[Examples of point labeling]
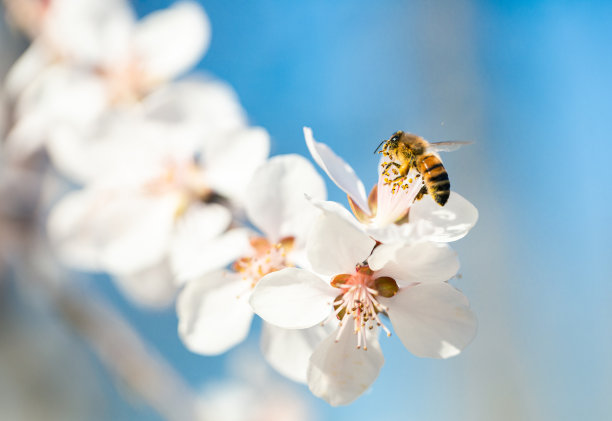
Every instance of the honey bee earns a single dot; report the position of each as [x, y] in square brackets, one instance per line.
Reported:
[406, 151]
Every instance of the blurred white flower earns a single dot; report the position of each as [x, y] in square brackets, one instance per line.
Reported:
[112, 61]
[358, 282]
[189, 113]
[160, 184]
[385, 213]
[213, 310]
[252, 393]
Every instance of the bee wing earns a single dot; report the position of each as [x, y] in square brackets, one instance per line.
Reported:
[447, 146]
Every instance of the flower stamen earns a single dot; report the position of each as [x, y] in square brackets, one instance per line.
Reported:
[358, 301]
==
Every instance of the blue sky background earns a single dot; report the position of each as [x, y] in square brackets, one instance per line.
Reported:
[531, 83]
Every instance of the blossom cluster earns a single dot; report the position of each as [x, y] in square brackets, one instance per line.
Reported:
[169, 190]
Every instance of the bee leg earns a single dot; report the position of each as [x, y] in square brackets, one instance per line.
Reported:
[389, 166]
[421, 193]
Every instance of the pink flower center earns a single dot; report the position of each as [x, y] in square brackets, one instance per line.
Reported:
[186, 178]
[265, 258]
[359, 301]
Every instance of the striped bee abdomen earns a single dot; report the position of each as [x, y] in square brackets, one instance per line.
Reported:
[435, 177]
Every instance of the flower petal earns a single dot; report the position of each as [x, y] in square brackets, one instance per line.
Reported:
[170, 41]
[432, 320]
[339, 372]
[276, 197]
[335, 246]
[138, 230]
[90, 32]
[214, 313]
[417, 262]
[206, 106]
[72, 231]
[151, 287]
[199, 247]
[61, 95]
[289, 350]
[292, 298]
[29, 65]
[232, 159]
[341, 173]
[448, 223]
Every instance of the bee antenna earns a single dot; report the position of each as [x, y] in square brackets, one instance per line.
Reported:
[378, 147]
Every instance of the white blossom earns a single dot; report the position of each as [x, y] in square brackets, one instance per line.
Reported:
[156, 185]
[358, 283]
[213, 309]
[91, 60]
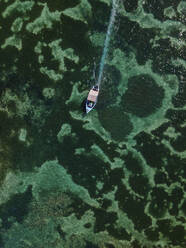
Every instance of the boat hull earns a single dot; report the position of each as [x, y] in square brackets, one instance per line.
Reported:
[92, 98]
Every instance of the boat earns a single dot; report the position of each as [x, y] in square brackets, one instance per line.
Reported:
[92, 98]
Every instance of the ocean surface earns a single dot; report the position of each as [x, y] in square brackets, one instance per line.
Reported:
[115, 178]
---
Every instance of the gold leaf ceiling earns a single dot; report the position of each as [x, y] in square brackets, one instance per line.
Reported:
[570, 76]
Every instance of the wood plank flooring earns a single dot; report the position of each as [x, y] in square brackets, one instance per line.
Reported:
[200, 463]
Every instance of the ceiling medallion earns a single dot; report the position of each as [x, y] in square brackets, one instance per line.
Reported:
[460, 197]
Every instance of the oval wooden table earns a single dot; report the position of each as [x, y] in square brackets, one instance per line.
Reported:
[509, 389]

→ TASK STATEMENT
Report how many lines of the data above contain the string "boat". Give only the number.

→ OUTPUT OF THE EXERCISE
2